# WHAT TO PRODUCE
Rename "wooden slat" to "wooden board" in everything from the line containing "The response should indicate, for every instance of the bare" down to the last of these lines, and give that stretch back with nothing else changed.

+---+

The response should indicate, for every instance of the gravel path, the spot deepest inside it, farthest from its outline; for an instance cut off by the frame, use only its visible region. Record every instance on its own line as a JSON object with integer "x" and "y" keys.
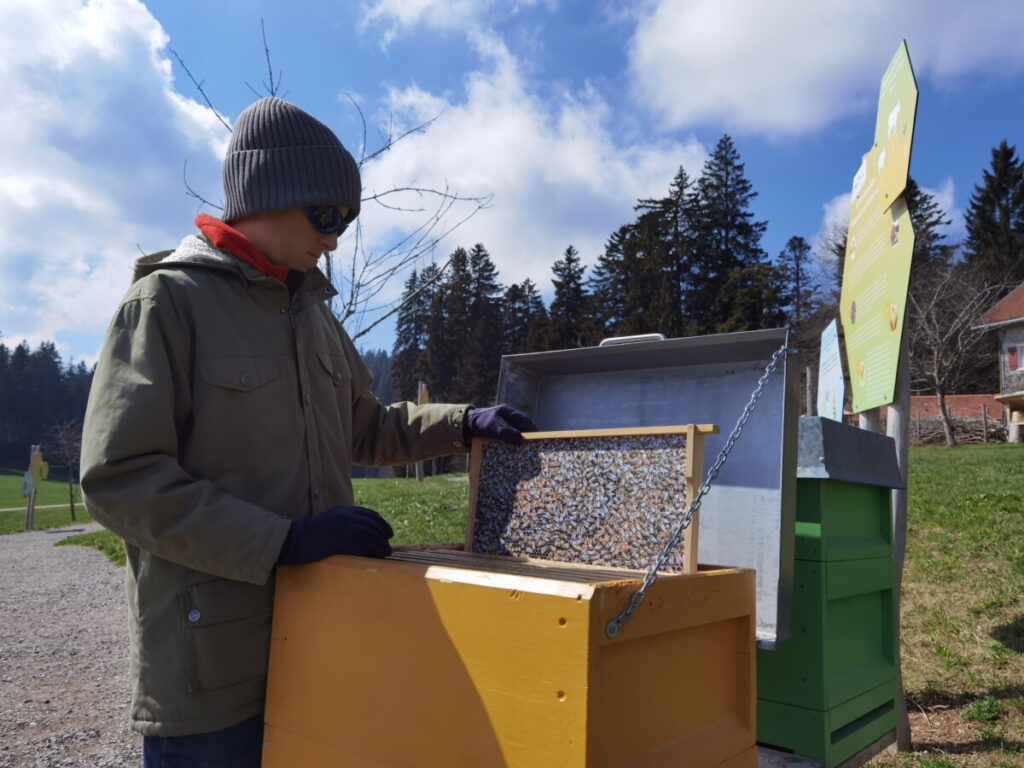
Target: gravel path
{"x": 64, "y": 655}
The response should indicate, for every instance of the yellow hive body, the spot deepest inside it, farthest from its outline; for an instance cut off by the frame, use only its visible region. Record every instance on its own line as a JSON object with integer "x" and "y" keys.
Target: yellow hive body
{"x": 442, "y": 657}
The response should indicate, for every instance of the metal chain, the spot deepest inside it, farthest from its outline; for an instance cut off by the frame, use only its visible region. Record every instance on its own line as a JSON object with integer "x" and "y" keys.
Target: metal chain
{"x": 616, "y": 624}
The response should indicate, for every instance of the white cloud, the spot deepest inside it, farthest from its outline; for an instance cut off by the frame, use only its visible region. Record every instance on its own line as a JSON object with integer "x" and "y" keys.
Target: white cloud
{"x": 835, "y": 218}
{"x": 791, "y": 67}
{"x": 399, "y": 17}
{"x": 92, "y": 138}
{"x": 556, "y": 171}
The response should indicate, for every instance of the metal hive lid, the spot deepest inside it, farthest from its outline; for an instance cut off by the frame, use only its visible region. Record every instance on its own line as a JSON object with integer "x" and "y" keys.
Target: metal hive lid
{"x": 747, "y": 519}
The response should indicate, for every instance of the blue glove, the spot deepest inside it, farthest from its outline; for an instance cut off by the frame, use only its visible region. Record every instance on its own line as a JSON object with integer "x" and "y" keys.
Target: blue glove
{"x": 501, "y": 421}
{"x": 339, "y": 530}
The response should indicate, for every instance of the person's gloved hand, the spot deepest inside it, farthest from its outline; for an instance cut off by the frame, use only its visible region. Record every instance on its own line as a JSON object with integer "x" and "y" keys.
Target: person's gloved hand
{"x": 502, "y": 422}
{"x": 339, "y": 530}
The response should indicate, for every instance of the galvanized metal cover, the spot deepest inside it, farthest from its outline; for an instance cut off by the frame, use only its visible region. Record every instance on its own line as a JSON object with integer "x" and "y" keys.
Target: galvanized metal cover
{"x": 840, "y": 452}
{"x": 747, "y": 519}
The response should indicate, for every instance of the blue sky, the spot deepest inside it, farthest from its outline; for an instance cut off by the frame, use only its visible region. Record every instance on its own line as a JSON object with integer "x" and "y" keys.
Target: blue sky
{"x": 564, "y": 112}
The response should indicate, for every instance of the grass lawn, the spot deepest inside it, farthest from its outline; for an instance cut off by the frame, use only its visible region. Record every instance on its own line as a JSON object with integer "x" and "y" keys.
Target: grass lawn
{"x": 48, "y": 493}
{"x": 963, "y": 606}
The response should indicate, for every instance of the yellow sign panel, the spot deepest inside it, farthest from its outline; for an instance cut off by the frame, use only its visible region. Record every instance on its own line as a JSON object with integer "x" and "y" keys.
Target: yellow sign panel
{"x": 39, "y": 469}
{"x": 880, "y": 245}
{"x": 894, "y": 126}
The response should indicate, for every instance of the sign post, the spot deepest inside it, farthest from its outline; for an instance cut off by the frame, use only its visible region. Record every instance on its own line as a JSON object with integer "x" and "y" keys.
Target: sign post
{"x": 876, "y": 279}
{"x": 38, "y": 471}
{"x": 422, "y": 398}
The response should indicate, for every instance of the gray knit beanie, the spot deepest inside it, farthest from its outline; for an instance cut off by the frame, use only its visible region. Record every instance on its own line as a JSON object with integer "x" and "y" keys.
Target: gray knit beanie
{"x": 281, "y": 157}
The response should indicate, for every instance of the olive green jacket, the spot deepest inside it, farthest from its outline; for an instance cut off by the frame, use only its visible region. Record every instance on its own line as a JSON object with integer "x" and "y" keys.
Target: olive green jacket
{"x": 219, "y": 410}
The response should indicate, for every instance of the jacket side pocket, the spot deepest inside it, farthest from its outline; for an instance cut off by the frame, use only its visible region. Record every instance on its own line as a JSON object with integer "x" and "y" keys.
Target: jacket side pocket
{"x": 226, "y": 628}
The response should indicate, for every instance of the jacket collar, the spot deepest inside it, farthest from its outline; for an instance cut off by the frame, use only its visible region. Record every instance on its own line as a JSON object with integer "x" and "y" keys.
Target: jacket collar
{"x": 226, "y": 238}
{"x": 198, "y": 251}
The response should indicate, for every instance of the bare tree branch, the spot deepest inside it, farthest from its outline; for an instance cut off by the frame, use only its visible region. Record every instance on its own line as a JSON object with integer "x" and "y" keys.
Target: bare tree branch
{"x": 269, "y": 86}
{"x": 192, "y": 193}
{"x": 943, "y": 307}
{"x": 199, "y": 87}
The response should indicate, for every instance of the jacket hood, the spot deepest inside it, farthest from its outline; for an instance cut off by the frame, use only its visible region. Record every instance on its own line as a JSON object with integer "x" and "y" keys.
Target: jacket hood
{"x": 194, "y": 251}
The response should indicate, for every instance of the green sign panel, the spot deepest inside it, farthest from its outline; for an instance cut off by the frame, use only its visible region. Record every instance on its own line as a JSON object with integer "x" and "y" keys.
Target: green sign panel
{"x": 880, "y": 245}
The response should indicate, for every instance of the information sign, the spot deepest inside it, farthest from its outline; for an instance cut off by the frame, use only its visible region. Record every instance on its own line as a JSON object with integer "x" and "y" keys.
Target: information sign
{"x": 832, "y": 388}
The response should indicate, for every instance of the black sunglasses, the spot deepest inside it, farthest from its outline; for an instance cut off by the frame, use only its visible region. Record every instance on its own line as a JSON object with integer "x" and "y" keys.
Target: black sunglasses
{"x": 327, "y": 219}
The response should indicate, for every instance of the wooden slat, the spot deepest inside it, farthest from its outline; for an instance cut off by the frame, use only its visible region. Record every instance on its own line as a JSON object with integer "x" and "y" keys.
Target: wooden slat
{"x": 621, "y": 432}
{"x": 521, "y": 566}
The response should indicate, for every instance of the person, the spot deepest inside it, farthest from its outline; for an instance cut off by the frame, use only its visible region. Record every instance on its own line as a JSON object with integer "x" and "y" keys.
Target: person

+---+

# ANSWER TO THIS PROBLEM
The response should indicate, for every instance of the bare tree branch, the spot deepest inside it, farthest from its outline; for an instance cut off by the frame, use only its visible region. Record every instance on its own line as a JSON object with integer "x" and "y" keys.
Target: bare tree branch
{"x": 269, "y": 86}
{"x": 192, "y": 193}
{"x": 943, "y": 307}
{"x": 199, "y": 87}
The response should indicate, for every instance of the jacket hood, the spot deepest inside it, farthest from its outline; for an instance cut off by the frame, use only its visible region. Record every instance on its own line as a JSON object with integer "x" and "y" keys.
Target: jacket hood
{"x": 194, "y": 251}
The response should indicate, for every instance of the green sign panel, the spot deepest inside it, farthest from its outline; for an instance cut off by the frame, use only its visible region. Record every instance on its own line as a JSON object with integer "x" and "y" keys.
Target: green sign panel
{"x": 880, "y": 245}
The response should indicate, for every instance of the information sign, the spot deepest inside it, farthest from its outline; for an instance cut off by the frame, use only its visible region. Record every instance on its own line as a JSON object with integer "x" and "y" keys.
Target: information sign
{"x": 832, "y": 388}
The response should indicate, for every instance of the black sunglasses, the spot deepest inside it, farthest from its outline; for an instance cut off by the frame, use only its visible region. Record every instance on its own line as a JSON object with integer "x" and "y" keys.
Target: black sunglasses
{"x": 327, "y": 219}
The response should indicate, for every instance of the wooden board, the spot deepest inside it, farthest from its outline; for an instance cut off by the frame, use only its visible region. Record every instance on its own line as a JSON object with integer "x" and "y" keys.
Target: wooden board
{"x": 621, "y": 432}
{"x": 521, "y": 566}
The response should indicate, for every instance of the person, the spot deepest inside it, farthest from its outline; for an instance cut off by the frame, use only its visible region. Record every instance on its own line as a JSON object with integer "x" and "y" keys.
Target: person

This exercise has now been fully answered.